* **WORK TO BE COMPLETED**: Reproduce the train travel forum thread from "## Railroad Bill" up to and including "your future reporting.", changing "Europe" to "Asia" throughout.

* **TEXT PASSAGE**:
....................

Hopefully youll be able to come back to the Colonies in Oct. for The Gathering which will Almost Surely be in Chicago!


----------



## MrEd (Feb 11, 2013)

thanks for the report.


----------



## Shanghai (Feb 14, 2013)

Good report for a great trip. We traveled by day train from Amsterdam to

Prague and the sleeper on the return. Also took the Orient Express from

Vienna to Paris with our children in a double bedroom and had a wonderful

trip. The scenery is great along the Rhine River.


----------



## caravanman (Feb 15, 2013)

Hi Jim, MrEd, and Shanghai,

Hope to be able to make the trip to Chicago in the fall, fingers crossed.

The Eurotunnel / Chunnel trains seem to be a lot more popular since they moved the terminal from Waterloo to St. Pancras at the London end... That is better for me to connect from the midlands area where I live, but the downside is the prices have increased at popular times. The first early morning trains are low bucket, but I can't connect to those the same day. The Tunnel to Paris is still often cheaper, especially in advance, than the £87 single I paid, but as I wanted to go via Amsterdam the ferry worked for me. Worth mentioning that the German website offers reduced price fares that don't show up on the Eurorail site, for trains that go via Germany. Did you have a sleeper compartment to yourselves, or share the 4 or 6 berth ones, Shanghai?

Cheers,

Ed


----------



## Ispolkom (Feb 17, 2013)

Great trip report. I love the look of your coach to Budapest, and now I have to add the Dutch Flyer to the list of European ferries I want to take.


----------



## xyzzy (Feb 17, 2013)

In a few ways I miss the old border checks when driving or taking a train from France to Germany, for example. But in most respects it's a blast to go across a border without stopping and think about how much time we used to waste at those crossings -- and how many percentage points the money changers took from us every time we changed currencies.


----------



## Railroad Bill (Feb 17, 2013)

Eddie,

Really enjoyed your trip report and the great photos. Must be great having the ability to travel throughout Europe on the trains. Someday we hope to make it to Europe and do some riding. Also hope you make it to Chicago in Oct for the Gathering. Look forward to your future reporting.


----------

....................

* **RECORD EXCERPTS**:
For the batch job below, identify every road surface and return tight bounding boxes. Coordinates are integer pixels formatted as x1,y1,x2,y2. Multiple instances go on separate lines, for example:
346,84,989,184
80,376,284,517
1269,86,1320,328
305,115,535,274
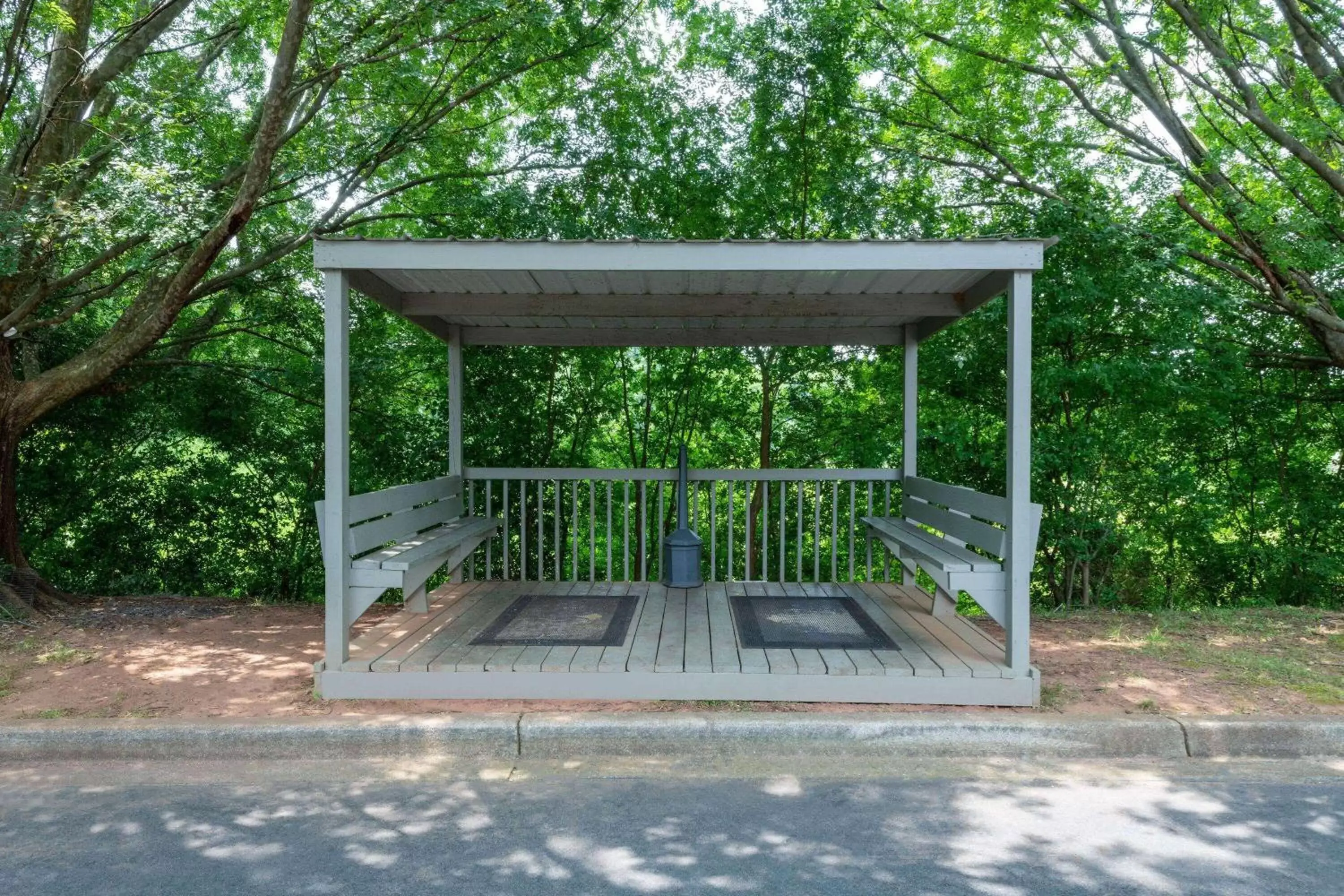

....................

* **RESULT OF THE EXERCISE**:
## Railroad Bill (Feb 17, 2013)

Eddie,

Really enjoyed your trip report and the great photos. Must be great having the ability to travel throughout Asia on the trains. Someday we hope to make it to Asia and do some riding. Also hope you make it to Chicago in Oct for the Gathering. Look forward to your future reporting.